**THE EXERCISE**.
In the listing, rewrite the lines from the one containing "Target: hair bun" through the end, inclusive, changing "wall" to "plain wall" and keeping everything else the same. Return only those lines.
* BEGIN EXTRACTED RECORDS *
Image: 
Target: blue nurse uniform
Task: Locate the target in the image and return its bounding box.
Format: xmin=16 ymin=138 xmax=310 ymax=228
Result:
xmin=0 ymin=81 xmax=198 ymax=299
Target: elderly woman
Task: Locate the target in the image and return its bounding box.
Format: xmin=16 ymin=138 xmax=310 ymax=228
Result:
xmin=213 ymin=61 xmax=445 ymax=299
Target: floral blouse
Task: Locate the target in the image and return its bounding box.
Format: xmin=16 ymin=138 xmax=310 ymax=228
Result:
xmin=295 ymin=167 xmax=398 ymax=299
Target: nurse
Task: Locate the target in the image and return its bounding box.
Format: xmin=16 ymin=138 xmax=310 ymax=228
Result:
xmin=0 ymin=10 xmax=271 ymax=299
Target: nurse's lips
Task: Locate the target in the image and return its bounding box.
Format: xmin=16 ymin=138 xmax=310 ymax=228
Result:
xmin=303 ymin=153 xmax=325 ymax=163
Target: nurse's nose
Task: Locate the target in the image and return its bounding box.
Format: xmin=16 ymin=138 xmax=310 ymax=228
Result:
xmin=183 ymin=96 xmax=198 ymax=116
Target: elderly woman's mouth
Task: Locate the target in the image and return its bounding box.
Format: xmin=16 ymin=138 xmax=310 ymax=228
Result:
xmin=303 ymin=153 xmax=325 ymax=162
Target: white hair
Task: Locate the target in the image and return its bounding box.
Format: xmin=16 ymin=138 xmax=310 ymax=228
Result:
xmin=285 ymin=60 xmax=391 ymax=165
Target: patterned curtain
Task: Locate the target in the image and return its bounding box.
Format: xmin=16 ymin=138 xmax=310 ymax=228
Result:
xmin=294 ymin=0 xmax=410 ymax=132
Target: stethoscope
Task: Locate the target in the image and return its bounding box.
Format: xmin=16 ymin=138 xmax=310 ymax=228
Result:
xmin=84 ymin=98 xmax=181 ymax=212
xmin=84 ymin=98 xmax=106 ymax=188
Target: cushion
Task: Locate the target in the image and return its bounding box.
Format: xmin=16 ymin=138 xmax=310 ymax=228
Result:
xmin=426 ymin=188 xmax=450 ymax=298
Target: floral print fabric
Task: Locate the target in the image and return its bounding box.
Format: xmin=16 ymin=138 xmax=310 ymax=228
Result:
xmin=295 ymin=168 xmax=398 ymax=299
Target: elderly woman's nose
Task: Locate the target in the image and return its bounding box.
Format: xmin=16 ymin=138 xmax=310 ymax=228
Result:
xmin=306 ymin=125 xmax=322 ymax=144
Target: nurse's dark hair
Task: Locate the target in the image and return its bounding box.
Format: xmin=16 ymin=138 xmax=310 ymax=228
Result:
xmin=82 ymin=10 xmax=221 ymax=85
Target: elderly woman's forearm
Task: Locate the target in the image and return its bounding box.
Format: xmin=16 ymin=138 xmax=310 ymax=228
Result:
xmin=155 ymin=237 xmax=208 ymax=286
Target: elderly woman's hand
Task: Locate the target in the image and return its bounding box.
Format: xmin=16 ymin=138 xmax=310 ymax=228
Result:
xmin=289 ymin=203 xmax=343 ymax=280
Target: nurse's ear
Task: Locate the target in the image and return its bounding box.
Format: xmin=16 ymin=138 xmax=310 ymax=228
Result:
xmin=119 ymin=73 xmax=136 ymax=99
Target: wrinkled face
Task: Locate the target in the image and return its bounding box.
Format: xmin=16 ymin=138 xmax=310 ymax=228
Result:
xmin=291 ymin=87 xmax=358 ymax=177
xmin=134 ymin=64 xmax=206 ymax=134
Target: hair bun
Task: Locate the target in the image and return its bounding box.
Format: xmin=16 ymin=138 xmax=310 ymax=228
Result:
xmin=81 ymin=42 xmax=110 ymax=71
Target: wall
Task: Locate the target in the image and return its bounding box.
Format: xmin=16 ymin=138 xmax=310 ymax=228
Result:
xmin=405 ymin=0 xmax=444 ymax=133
* END EXTRACTED RECORDS *
**RESPONSE**.
Target: hair bun
Task: Locate the target in the image and return its bounding box.
Format: xmin=16 ymin=138 xmax=310 ymax=228
Result:
xmin=81 ymin=42 xmax=110 ymax=71
Target: plain wall
Task: Locate the target in the image and return its bounding box.
Format: xmin=16 ymin=138 xmax=310 ymax=228
Result:
xmin=405 ymin=0 xmax=444 ymax=133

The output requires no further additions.